Requirement
Identify every line in the entries below that contains the word "sloth", and copy each of those lines.

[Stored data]
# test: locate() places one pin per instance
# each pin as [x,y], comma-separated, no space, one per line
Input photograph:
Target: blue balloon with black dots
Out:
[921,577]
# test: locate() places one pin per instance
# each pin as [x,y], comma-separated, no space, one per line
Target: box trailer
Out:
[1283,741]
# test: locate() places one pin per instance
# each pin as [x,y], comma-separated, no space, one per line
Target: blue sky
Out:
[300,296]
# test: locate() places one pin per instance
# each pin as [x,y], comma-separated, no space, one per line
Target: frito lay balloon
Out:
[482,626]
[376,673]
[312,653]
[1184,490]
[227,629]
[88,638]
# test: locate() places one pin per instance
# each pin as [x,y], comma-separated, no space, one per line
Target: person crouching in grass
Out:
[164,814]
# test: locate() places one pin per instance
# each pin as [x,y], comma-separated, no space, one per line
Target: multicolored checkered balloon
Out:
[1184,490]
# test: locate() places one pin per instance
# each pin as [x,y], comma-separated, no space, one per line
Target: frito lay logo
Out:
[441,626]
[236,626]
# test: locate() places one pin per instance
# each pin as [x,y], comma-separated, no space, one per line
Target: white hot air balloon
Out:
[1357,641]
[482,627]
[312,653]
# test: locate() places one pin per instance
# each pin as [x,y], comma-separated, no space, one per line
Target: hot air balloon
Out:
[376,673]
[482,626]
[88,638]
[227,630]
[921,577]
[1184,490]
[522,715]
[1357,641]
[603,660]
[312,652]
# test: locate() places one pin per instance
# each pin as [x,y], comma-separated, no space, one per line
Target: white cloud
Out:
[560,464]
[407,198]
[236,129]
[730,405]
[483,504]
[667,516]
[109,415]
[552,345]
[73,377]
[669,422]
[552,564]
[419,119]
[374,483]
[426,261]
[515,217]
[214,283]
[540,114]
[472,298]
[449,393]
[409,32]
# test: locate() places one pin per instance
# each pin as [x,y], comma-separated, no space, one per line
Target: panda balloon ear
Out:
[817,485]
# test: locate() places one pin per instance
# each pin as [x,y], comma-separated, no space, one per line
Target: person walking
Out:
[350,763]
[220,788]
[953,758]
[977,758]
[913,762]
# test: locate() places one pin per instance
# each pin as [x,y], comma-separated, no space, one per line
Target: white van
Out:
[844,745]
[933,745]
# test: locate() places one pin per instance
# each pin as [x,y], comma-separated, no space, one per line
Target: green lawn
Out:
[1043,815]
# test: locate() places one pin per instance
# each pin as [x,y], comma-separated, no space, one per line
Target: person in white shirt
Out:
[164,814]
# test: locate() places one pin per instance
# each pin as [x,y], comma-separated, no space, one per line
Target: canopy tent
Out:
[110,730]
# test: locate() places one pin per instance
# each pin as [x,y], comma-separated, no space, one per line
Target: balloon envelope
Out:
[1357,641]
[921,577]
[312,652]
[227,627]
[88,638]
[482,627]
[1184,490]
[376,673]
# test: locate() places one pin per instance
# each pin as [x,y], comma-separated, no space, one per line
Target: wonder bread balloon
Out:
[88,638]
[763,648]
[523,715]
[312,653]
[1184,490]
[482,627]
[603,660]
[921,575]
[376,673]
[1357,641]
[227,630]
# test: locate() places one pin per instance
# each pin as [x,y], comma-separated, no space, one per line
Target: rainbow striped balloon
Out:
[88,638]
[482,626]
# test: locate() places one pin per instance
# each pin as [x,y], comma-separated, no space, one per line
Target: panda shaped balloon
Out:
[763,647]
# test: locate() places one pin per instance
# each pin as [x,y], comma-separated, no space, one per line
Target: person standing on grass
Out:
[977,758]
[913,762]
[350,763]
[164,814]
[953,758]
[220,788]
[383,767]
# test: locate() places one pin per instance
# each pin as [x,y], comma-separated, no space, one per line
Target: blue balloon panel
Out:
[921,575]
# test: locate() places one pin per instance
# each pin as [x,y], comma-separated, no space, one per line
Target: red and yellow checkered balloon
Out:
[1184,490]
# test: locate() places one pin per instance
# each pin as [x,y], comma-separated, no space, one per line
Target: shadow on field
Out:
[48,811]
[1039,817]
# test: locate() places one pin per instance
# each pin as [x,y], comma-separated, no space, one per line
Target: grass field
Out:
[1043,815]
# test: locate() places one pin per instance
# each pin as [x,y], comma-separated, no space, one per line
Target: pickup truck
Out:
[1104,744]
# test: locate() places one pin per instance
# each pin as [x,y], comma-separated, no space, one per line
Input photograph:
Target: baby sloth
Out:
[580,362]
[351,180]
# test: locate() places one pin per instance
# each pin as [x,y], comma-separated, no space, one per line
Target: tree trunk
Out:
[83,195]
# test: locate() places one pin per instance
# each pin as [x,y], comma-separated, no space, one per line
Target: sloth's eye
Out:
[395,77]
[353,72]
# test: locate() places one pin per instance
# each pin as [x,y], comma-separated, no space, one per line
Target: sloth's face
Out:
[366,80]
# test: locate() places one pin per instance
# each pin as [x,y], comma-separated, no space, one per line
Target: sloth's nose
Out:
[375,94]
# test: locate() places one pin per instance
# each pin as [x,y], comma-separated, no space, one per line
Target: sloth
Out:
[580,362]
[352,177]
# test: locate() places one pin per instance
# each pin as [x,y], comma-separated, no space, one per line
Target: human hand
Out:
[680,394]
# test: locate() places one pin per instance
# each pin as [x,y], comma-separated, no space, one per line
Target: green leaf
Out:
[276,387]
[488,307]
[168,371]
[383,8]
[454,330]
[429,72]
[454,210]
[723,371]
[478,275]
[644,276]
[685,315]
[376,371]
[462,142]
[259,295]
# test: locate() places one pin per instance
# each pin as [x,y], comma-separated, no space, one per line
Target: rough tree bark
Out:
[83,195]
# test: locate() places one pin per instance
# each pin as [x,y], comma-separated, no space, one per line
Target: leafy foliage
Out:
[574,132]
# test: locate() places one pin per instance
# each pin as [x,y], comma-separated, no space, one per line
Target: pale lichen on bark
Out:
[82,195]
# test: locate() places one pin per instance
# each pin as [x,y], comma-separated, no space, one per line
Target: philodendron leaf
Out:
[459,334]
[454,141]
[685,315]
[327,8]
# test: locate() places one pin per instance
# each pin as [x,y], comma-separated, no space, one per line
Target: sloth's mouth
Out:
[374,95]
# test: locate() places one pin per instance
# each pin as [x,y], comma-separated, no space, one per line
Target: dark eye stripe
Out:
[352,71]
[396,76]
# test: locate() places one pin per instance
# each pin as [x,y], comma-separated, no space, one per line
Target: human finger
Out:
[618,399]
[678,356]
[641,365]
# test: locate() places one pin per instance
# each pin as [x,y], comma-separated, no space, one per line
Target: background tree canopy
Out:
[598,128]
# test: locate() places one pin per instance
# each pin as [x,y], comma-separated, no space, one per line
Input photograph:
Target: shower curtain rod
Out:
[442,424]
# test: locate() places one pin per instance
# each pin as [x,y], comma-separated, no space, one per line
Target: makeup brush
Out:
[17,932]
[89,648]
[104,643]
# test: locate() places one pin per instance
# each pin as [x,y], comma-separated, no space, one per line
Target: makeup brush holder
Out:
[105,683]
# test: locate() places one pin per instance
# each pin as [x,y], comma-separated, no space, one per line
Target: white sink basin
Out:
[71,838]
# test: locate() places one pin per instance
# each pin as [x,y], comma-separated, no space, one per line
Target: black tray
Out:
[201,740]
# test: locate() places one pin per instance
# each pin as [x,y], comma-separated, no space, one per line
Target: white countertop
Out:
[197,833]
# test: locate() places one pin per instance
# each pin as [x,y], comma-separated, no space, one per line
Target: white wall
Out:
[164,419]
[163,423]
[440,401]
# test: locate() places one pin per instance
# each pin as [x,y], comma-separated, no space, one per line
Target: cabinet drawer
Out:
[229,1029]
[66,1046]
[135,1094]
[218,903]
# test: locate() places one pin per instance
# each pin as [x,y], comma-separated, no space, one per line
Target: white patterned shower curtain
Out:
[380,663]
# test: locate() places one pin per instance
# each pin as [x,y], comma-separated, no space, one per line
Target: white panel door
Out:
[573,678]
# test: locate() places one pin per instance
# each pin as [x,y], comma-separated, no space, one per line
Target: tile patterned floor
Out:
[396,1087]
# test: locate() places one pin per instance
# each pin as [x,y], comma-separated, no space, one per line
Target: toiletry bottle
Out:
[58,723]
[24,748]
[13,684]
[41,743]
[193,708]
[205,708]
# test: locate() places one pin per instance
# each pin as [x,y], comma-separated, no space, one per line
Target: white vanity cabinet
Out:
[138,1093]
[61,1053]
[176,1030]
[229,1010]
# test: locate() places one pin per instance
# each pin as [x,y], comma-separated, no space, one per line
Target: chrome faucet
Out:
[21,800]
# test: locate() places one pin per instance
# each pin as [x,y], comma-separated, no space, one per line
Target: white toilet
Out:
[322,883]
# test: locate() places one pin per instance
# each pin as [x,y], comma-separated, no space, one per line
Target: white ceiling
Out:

Task result
Target: baby sloth
Target: sloth's eye
Target: sloth's face
Target: sloth's nose
Target: sloth
Target: sloth's mouth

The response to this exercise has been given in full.